### WHAT THE TASK ASKS
Convert the lines below into a JSON list of strings, one string per line, leaving out blank lines.

### EXCERPTED RECORDS

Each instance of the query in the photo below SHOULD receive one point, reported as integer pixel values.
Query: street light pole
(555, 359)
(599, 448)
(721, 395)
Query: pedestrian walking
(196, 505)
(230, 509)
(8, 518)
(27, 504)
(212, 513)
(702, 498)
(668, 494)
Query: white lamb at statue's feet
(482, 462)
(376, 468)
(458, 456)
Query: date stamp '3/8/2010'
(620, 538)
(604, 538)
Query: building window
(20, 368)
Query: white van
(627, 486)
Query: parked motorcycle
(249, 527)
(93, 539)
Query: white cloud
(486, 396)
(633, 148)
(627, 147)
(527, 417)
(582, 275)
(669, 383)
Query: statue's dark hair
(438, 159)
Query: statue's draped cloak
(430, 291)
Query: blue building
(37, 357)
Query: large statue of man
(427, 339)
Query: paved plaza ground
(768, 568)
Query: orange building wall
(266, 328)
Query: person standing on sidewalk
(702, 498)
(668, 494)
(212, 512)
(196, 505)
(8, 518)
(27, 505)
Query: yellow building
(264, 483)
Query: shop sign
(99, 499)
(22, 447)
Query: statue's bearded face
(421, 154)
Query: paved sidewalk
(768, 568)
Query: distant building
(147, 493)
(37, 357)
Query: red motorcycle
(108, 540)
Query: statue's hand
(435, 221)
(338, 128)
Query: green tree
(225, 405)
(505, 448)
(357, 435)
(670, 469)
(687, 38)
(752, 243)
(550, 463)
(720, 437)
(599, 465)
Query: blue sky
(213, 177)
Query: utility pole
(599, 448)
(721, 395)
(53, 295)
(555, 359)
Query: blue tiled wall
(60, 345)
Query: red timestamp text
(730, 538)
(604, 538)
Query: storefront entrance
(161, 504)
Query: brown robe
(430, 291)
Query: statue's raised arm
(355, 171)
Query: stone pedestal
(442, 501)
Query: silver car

### THE COMPLETED TASK
[
  "Each instance of the query in the photo below SHOULD receive one point, reported as integer pixel values.",
  "Query: street light pole",
  "(555, 359)",
  "(599, 448)",
  "(721, 395)",
  "Query: pedestrian walking",
  "(196, 505)",
  "(230, 509)",
  "(8, 518)",
  "(27, 504)",
  "(212, 513)",
  "(702, 498)",
  "(668, 494)",
  "Query: white lamb at statue's feet",
  "(482, 462)",
  "(376, 468)",
  "(458, 456)",
  "Query: date stamp '3/8/2010'",
  "(620, 538)",
  "(604, 538)",
  "Query: building window",
  "(20, 368)",
  "Query: white van",
  "(627, 486)",
  "Query: parked motorcycle",
  "(249, 527)",
  "(93, 539)",
  "Query: white cloud",
  "(486, 396)",
  "(633, 148)",
  "(627, 147)",
  "(527, 417)",
  "(582, 275)",
  "(669, 383)",
  "Query: statue's dark hair",
  "(438, 159)",
  "Query: statue's draped cloak",
  "(430, 291)",
  "Query: blue building",
  "(37, 357)",
  "Query: large statue of man",
  "(427, 339)",
  "Query: paved plaza ground",
  "(768, 568)",
  "Query: orange building wall",
  "(266, 328)",
  "Query: person standing on sidewalk",
  "(702, 498)",
  "(668, 494)",
  "(212, 512)",
  "(196, 505)",
  "(8, 518)",
  "(27, 505)",
  "Query: yellow building",
  "(264, 483)",
  "Query: shop sign",
  "(99, 499)",
  "(22, 447)",
  "Query: statue's bearded face",
  "(421, 154)",
  "Query: paved sidewalk",
  "(768, 568)",
  "Query: distant building",
  "(147, 493)",
  "(37, 357)",
  "Query: red motorcycle",
  "(108, 540)",
  "Query: statue's hand",
  "(435, 221)",
  "(338, 128)",
  "Query: green tree",
  "(225, 405)",
  "(505, 448)",
  "(357, 435)",
  "(670, 469)",
  "(687, 38)",
  "(752, 243)",
  "(550, 463)",
  "(720, 437)",
  "(599, 465)",
  "Query: blue sky",
  "(213, 177)",
  "Query: utility pole",
  "(599, 448)",
  "(721, 395)",
  "(53, 295)",
  "(555, 359)",
  "Query: blue tiled wall",
  "(60, 345)",
  "Query: red timestamp text",
  "(730, 538)",
  "(604, 538)",
  "Query: storefront entrance",
  "(161, 504)",
  "Query: brown robe",
  "(430, 291)",
  "Query: statue's raised arm",
  "(355, 171)",
  "Query: stone pedestal",
  "(442, 501)",
  "Query: silver car"
]